• _EXERCISES TO COMPLETE_:
1) In the diabetes blog post, what does the writer normally do for advocacy besides the blog itself?
2) Please reproduce the diabetes blog post word for word between "A hot topic" and "mix, I think.", inclusive.

• _TEXT EXCERPT_:
A hot topic in the diabetes world is health care: how expensive it is to have a life, let alone remain upright; how we couldn’t get private insurance before the ACA was signed into law; how we still can’t get coverage now that ACA is law; the fire-laced hoops we jump through just to make sure we have have a semi-normal life without going bankrupt by a disease we didn’t want.
I don’t normally jump into advocacy beyond this blog and sharing the latest news on Facebook or Twitter. There are far more influential people with diabetes out there that people will listen to that there is no sense in me trying to add my thoughts to the mix, I think.
But no! That’s the problem! If there is anything I’m learning about this goofy election cycle circus, it’s that I do have a say and a voice, regardless how pint-sized it may be. So whether I have 100 readers or 100,000, someone might hear me and also want to help raise a voice as an advocate.

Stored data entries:
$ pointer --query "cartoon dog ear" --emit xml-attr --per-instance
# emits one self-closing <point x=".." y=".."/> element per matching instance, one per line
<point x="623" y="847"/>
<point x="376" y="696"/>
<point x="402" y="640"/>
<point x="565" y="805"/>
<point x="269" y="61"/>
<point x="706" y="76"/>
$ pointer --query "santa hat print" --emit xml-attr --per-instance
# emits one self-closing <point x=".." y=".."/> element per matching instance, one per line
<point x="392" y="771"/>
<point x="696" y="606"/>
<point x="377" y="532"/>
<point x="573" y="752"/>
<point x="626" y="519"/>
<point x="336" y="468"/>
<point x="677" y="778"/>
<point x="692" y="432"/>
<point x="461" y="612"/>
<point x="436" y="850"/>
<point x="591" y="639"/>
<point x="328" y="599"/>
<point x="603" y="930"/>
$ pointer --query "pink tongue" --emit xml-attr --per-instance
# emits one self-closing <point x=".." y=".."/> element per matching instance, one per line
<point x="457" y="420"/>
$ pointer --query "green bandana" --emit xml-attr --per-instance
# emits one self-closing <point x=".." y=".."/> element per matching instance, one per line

• _ANSWERS TO THIS EXERCISE_:
1) Sharing the latest news on Facebook or Twitter.

2)
A hot topic in the diabetes world is health care: how expensive it is to have a life, let alone remain upright; how we couldn’t get private insurance before the ACA was signed into law; how we still can’t get coverage now that ACA is law; the fire-laced hoops we jump through just to make sure we have have a semi-normal life without going bankrupt by a disease we didn’t want.
I don’t normally jump into advocacy beyond this blog and sharing the latest news on Facebook or Twitter. There are far more influential people with diabetes out there that people will listen to that there is no sense in me trying to add my thoughts to the mix, I think.